» Written problem
From the records below, keep only the lines that contain the word "rock" and copy each of those lines in full.

::::::

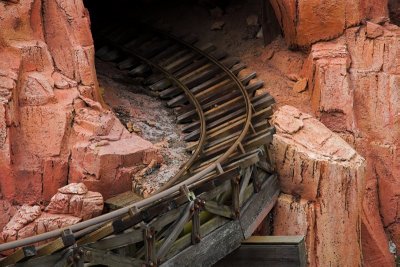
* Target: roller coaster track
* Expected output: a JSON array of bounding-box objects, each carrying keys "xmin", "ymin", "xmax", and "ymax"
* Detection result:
[{"xmin": 0, "ymin": 26, "xmax": 277, "ymax": 266}]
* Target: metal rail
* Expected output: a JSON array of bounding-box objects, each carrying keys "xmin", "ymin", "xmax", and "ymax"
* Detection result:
[{"xmin": 0, "ymin": 25, "xmax": 272, "ymax": 266}]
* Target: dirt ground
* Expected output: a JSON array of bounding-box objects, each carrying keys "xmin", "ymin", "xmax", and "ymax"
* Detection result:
[
  {"xmin": 141, "ymin": 0, "xmax": 311, "ymax": 113},
  {"xmin": 96, "ymin": 60, "xmax": 190, "ymax": 195},
  {"xmin": 96, "ymin": 0, "xmax": 311, "ymax": 192}
]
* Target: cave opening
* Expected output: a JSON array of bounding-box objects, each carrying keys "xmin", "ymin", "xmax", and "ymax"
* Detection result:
[{"xmin": 80, "ymin": 0, "xmax": 282, "ymax": 201}]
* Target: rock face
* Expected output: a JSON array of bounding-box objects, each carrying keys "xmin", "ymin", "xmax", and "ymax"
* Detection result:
[
  {"xmin": 0, "ymin": 183, "xmax": 103, "ymax": 243},
  {"xmin": 0, "ymin": 0, "xmax": 161, "ymax": 222},
  {"xmin": 305, "ymin": 22, "xmax": 400, "ymax": 266},
  {"xmin": 272, "ymin": 106, "xmax": 365, "ymax": 266},
  {"xmin": 270, "ymin": 0, "xmax": 388, "ymax": 47}
]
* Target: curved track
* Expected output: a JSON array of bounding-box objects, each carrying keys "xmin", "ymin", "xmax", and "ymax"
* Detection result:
[{"xmin": 0, "ymin": 24, "xmax": 274, "ymax": 266}]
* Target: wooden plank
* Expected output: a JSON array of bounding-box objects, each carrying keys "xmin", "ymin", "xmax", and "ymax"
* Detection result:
[
  {"xmin": 215, "ymin": 236, "xmax": 307, "ymax": 267},
  {"xmin": 242, "ymin": 238, "xmax": 304, "ymax": 245},
  {"xmin": 161, "ymin": 220, "xmax": 243, "ymax": 267}
]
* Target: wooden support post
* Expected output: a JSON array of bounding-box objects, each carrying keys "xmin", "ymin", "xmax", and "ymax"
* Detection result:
[
  {"xmin": 143, "ymin": 226, "xmax": 157, "ymax": 266},
  {"xmin": 231, "ymin": 177, "xmax": 240, "ymax": 219},
  {"xmin": 192, "ymin": 199, "xmax": 202, "ymax": 244}
]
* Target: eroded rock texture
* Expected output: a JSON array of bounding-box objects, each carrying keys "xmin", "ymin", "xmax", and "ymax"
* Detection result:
[
  {"xmin": 0, "ymin": 0, "xmax": 161, "ymax": 223},
  {"xmin": 270, "ymin": 0, "xmax": 388, "ymax": 47},
  {"xmin": 272, "ymin": 106, "xmax": 365, "ymax": 266},
  {"xmin": 0, "ymin": 183, "xmax": 103, "ymax": 246},
  {"xmin": 306, "ymin": 22, "xmax": 400, "ymax": 266}
]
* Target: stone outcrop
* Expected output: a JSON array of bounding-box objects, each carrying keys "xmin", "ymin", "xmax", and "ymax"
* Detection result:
[
  {"xmin": 389, "ymin": 0, "xmax": 400, "ymax": 26},
  {"xmin": 270, "ymin": 0, "xmax": 389, "ymax": 47},
  {"xmin": 45, "ymin": 183, "xmax": 103, "ymax": 220},
  {"xmin": 0, "ymin": 183, "xmax": 104, "ymax": 243},
  {"xmin": 305, "ymin": 22, "xmax": 400, "ymax": 266},
  {"xmin": 272, "ymin": 106, "xmax": 365, "ymax": 266},
  {"xmin": 0, "ymin": 0, "xmax": 162, "ymax": 219}
]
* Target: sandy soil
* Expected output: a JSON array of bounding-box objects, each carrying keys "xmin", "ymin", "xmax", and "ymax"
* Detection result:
[
  {"xmin": 138, "ymin": 0, "xmax": 312, "ymax": 113},
  {"xmin": 96, "ymin": 60, "xmax": 190, "ymax": 193},
  {"xmin": 96, "ymin": 0, "xmax": 311, "ymax": 194}
]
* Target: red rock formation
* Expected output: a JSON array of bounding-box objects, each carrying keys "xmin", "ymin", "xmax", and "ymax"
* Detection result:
[
  {"xmin": 272, "ymin": 106, "xmax": 365, "ymax": 266},
  {"xmin": 0, "ymin": 183, "xmax": 103, "ymax": 246},
  {"xmin": 302, "ymin": 22, "xmax": 400, "ymax": 266},
  {"xmin": 270, "ymin": 0, "xmax": 388, "ymax": 46},
  {"xmin": 0, "ymin": 0, "xmax": 161, "ymax": 216}
]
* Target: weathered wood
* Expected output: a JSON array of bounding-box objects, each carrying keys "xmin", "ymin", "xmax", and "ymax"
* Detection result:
[
  {"xmin": 204, "ymin": 201, "xmax": 235, "ymax": 218},
  {"xmin": 240, "ymin": 174, "xmax": 280, "ymax": 238},
  {"xmin": 261, "ymin": 0, "xmax": 281, "ymax": 45},
  {"xmin": 84, "ymin": 248, "xmax": 145, "ymax": 267},
  {"xmin": 89, "ymin": 230, "xmax": 143, "ymax": 250},
  {"xmin": 215, "ymin": 236, "xmax": 307, "ymax": 267},
  {"xmin": 161, "ymin": 220, "xmax": 239, "ymax": 267}
]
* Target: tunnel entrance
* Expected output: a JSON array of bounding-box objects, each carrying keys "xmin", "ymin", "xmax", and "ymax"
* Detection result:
[
  {"xmin": 84, "ymin": 0, "xmax": 274, "ymax": 57},
  {"xmin": 84, "ymin": 0, "xmax": 282, "ymax": 200}
]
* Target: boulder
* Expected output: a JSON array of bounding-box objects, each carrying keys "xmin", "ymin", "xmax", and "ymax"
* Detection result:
[
  {"xmin": 270, "ymin": 0, "xmax": 389, "ymax": 47},
  {"xmin": 307, "ymin": 20, "xmax": 400, "ymax": 266},
  {"xmin": 0, "ymin": 0, "xmax": 159, "ymax": 205},
  {"xmin": 1, "ymin": 205, "xmax": 42, "ymax": 242},
  {"xmin": 45, "ymin": 183, "xmax": 104, "ymax": 220},
  {"xmin": 272, "ymin": 106, "xmax": 365, "ymax": 266}
]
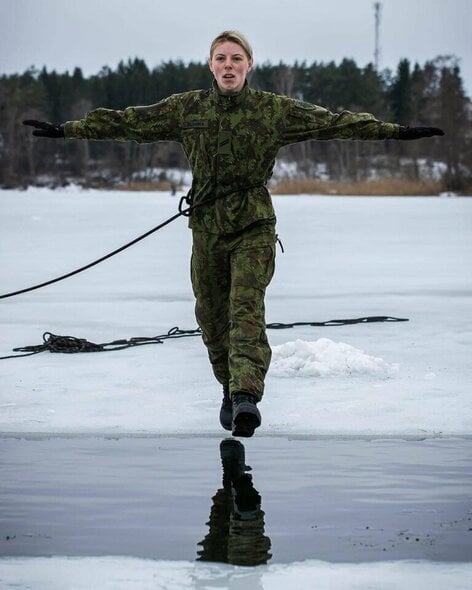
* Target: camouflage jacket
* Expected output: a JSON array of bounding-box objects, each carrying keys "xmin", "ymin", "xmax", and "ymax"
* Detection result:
[{"xmin": 64, "ymin": 83, "xmax": 399, "ymax": 234}]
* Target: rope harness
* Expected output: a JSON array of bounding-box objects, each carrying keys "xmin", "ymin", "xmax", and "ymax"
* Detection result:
[
  {"xmin": 0, "ymin": 182, "xmax": 265, "ymax": 299},
  {"xmin": 0, "ymin": 182, "xmax": 408, "ymax": 360}
]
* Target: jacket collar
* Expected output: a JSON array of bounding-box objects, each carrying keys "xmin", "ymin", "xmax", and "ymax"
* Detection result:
[{"xmin": 212, "ymin": 80, "xmax": 249, "ymax": 108}]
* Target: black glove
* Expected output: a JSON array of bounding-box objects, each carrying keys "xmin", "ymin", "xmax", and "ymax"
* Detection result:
[
  {"xmin": 398, "ymin": 127, "xmax": 444, "ymax": 139},
  {"xmin": 23, "ymin": 119, "xmax": 65, "ymax": 138}
]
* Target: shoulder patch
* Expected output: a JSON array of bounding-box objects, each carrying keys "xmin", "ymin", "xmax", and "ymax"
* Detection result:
[
  {"xmin": 182, "ymin": 119, "xmax": 208, "ymax": 129},
  {"xmin": 293, "ymin": 100, "xmax": 317, "ymax": 111}
]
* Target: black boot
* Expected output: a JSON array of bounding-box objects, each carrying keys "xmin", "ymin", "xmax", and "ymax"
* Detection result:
[
  {"xmin": 220, "ymin": 385, "xmax": 233, "ymax": 430},
  {"xmin": 232, "ymin": 392, "xmax": 261, "ymax": 437}
]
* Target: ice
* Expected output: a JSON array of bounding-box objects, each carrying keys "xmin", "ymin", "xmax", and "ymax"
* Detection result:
[
  {"xmin": 0, "ymin": 187, "xmax": 472, "ymax": 437},
  {"xmin": 0, "ymin": 556, "xmax": 472, "ymax": 590}
]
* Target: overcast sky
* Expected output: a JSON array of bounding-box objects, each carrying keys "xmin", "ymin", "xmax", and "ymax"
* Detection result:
[{"xmin": 0, "ymin": 0, "xmax": 472, "ymax": 96}]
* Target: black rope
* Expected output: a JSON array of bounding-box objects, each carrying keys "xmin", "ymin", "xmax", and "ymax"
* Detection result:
[
  {"xmin": 266, "ymin": 315, "xmax": 408, "ymax": 330},
  {"xmin": 0, "ymin": 182, "xmax": 265, "ymax": 299},
  {"xmin": 0, "ymin": 316, "xmax": 408, "ymax": 360}
]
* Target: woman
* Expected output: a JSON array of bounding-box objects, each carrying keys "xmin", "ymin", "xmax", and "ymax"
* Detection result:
[{"xmin": 24, "ymin": 31, "xmax": 443, "ymax": 436}]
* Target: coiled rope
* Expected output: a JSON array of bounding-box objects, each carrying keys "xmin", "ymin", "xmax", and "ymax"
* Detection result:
[{"xmin": 0, "ymin": 316, "xmax": 408, "ymax": 360}]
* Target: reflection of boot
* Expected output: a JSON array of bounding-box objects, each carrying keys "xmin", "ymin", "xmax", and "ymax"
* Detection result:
[
  {"xmin": 220, "ymin": 438, "xmax": 251, "ymax": 489},
  {"xmin": 232, "ymin": 474, "xmax": 261, "ymax": 520},
  {"xmin": 197, "ymin": 438, "xmax": 272, "ymax": 566},
  {"xmin": 197, "ymin": 489, "xmax": 233, "ymax": 563}
]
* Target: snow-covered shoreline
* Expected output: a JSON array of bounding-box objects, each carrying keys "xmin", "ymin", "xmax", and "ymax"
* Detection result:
[{"xmin": 0, "ymin": 556, "xmax": 472, "ymax": 590}]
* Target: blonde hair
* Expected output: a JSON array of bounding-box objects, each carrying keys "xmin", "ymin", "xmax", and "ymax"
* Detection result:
[{"xmin": 210, "ymin": 31, "xmax": 252, "ymax": 59}]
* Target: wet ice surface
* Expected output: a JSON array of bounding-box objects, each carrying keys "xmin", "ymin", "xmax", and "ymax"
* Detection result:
[{"xmin": 0, "ymin": 436, "xmax": 472, "ymax": 563}]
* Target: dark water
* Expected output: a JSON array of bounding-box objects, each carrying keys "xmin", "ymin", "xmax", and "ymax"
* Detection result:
[{"xmin": 0, "ymin": 436, "xmax": 472, "ymax": 563}]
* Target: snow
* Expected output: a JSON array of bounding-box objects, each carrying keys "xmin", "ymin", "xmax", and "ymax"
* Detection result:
[
  {"xmin": 0, "ymin": 187, "xmax": 472, "ymax": 590},
  {"xmin": 0, "ymin": 187, "xmax": 472, "ymax": 437},
  {"xmin": 0, "ymin": 557, "xmax": 472, "ymax": 590},
  {"xmin": 272, "ymin": 338, "xmax": 398, "ymax": 379}
]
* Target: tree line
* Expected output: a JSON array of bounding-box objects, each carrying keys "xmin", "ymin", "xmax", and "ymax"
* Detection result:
[{"xmin": 0, "ymin": 56, "xmax": 472, "ymax": 191}]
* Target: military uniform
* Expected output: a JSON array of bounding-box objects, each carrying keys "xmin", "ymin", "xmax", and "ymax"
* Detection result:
[{"xmin": 64, "ymin": 83, "xmax": 400, "ymax": 399}]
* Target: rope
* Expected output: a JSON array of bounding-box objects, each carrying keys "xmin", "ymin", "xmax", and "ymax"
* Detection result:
[
  {"xmin": 0, "ymin": 316, "xmax": 408, "ymax": 360},
  {"xmin": 0, "ymin": 182, "xmax": 265, "ymax": 299}
]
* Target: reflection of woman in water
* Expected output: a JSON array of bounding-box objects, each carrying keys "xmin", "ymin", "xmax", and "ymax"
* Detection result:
[{"xmin": 197, "ymin": 439, "xmax": 272, "ymax": 566}]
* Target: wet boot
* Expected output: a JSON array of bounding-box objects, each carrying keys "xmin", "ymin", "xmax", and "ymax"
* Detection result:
[
  {"xmin": 220, "ymin": 385, "xmax": 233, "ymax": 430},
  {"xmin": 232, "ymin": 392, "xmax": 261, "ymax": 437}
]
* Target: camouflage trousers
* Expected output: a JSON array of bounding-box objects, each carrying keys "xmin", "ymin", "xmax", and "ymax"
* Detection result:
[{"xmin": 191, "ymin": 225, "xmax": 276, "ymax": 399}]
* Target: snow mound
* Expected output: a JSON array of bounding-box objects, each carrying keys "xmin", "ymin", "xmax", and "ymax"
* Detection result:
[{"xmin": 270, "ymin": 338, "xmax": 399, "ymax": 379}]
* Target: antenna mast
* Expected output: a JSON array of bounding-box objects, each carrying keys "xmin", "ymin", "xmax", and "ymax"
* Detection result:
[{"xmin": 374, "ymin": 2, "xmax": 382, "ymax": 72}]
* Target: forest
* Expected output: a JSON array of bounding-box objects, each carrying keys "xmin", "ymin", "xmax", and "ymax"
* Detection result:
[{"xmin": 0, "ymin": 56, "xmax": 472, "ymax": 194}]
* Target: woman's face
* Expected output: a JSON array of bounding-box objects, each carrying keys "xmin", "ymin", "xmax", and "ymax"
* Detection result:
[{"xmin": 208, "ymin": 41, "xmax": 252, "ymax": 94}]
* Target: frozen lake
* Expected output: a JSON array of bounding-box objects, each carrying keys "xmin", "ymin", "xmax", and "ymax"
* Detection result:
[
  {"xmin": 0, "ymin": 188, "xmax": 472, "ymax": 590},
  {"xmin": 0, "ymin": 436, "xmax": 472, "ymax": 563}
]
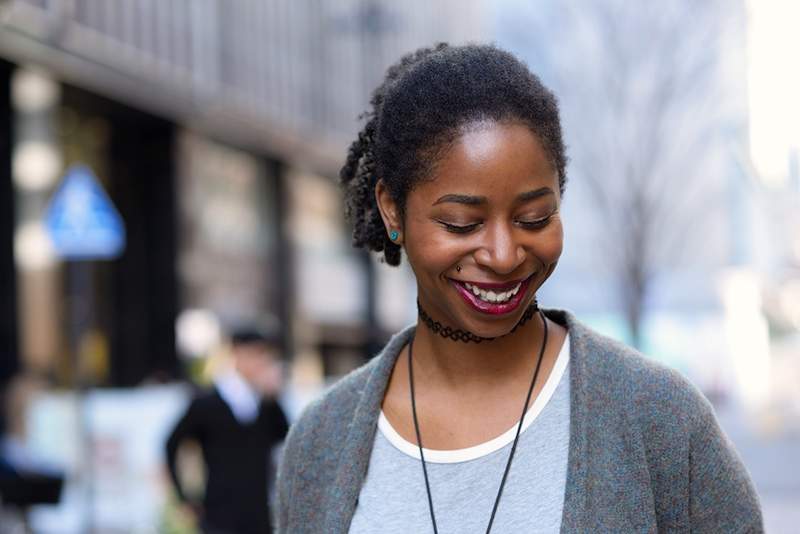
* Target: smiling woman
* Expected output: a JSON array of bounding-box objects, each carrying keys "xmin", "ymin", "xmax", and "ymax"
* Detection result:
[{"xmin": 277, "ymin": 44, "xmax": 763, "ymax": 533}]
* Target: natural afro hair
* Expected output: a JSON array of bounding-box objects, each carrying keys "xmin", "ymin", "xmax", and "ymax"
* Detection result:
[{"xmin": 339, "ymin": 43, "xmax": 567, "ymax": 265}]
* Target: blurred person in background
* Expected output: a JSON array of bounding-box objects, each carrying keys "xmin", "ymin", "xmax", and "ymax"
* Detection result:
[
  {"xmin": 277, "ymin": 44, "xmax": 763, "ymax": 534},
  {"xmin": 166, "ymin": 329, "xmax": 288, "ymax": 534}
]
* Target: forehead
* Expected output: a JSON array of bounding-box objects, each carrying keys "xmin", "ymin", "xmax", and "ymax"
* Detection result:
[{"xmin": 409, "ymin": 121, "xmax": 558, "ymax": 202}]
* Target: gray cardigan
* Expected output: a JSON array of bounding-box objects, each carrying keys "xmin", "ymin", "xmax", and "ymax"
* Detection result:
[{"xmin": 276, "ymin": 310, "xmax": 763, "ymax": 534}]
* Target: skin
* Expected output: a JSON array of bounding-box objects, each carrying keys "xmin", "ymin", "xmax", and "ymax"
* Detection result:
[
  {"xmin": 375, "ymin": 121, "xmax": 566, "ymax": 450},
  {"xmin": 232, "ymin": 342, "xmax": 282, "ymax": 396}
]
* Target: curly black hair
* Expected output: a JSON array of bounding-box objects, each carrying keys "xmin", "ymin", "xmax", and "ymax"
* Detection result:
[{"xmin": 339, "ymin": 43, "xmax": 567, "ymax": 265}]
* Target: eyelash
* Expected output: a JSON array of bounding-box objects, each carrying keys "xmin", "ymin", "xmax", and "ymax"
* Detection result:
[{"xmin": 439, "ymin": 215, "xmax": 551, "ymax": 234}]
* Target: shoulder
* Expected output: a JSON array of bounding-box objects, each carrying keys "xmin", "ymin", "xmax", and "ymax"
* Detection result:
[
  {"xmin": 286, "ymin": 356, "xmax": 380, "ymax": 452},
  {"xmin": 560, "ymin": 312, "xmax": 713, "ymax": 438}
]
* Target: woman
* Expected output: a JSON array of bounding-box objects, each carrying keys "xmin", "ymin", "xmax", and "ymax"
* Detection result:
[{"xmin": 278, "ymin": 44, "xmax": 763, "ymax": 533}]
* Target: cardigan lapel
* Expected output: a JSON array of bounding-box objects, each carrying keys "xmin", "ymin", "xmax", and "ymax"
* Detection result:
[
  {"xmin": 547, "ymin": 310, "xmax": 592, "ymax": 533},
  {"xmin": 324, "ymin": 310, "xmax": 591, "ymax": 532},
  {"xmin": 323, "ymin": 327, "xmax": 414, "ymax": 532}
]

::::::

» Output of the task
* Target: rock face
* Target: eroded rock texture
* Target: red rock formation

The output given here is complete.